Work request - Print exactly those lines that run from the beginning of the data to the line bearing "on cliff in the photo above.", inclusive.

Extracted entries -
++++++++++
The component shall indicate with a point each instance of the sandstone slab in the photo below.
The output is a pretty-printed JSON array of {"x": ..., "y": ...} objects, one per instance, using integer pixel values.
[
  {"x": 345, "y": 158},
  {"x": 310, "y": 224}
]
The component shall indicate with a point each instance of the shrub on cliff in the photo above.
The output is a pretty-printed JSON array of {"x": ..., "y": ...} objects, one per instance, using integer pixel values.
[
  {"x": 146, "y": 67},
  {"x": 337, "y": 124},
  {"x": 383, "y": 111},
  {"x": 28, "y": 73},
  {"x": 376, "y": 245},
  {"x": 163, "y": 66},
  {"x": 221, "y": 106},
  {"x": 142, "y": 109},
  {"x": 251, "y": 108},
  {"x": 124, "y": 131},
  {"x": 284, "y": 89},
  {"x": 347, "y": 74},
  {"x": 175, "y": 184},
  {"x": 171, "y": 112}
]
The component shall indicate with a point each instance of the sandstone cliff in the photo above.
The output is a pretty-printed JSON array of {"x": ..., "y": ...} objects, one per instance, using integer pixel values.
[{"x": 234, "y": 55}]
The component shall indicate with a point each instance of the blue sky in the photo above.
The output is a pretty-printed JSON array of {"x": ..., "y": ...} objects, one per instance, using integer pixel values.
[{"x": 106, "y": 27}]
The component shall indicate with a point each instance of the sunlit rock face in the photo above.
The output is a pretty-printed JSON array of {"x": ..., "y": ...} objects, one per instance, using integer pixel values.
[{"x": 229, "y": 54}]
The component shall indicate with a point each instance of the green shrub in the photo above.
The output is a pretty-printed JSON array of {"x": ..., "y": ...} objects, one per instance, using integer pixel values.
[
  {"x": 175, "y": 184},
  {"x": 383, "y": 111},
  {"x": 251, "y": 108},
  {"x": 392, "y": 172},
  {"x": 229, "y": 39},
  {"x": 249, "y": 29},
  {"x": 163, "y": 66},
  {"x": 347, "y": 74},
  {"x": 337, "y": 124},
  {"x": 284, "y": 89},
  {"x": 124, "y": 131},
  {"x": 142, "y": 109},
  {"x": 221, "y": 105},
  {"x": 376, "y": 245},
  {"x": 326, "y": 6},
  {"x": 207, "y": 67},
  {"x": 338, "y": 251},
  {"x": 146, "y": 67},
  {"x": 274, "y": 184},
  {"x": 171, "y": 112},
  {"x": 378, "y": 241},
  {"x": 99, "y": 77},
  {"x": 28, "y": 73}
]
++++++++++
Your solution -
The component shall indicate with a point each instance of the sandstone slab in the photo below.
The output is a pretty-printed JSON array of {"x": ..., "y": ...} objects, one per instance, using integer pixel values.
[
  {"x": 345, "y": 158},
  {"x": 310, "y": 224}
]
The component shall indicate with a point each instance of the shrub on cliff in the photo above.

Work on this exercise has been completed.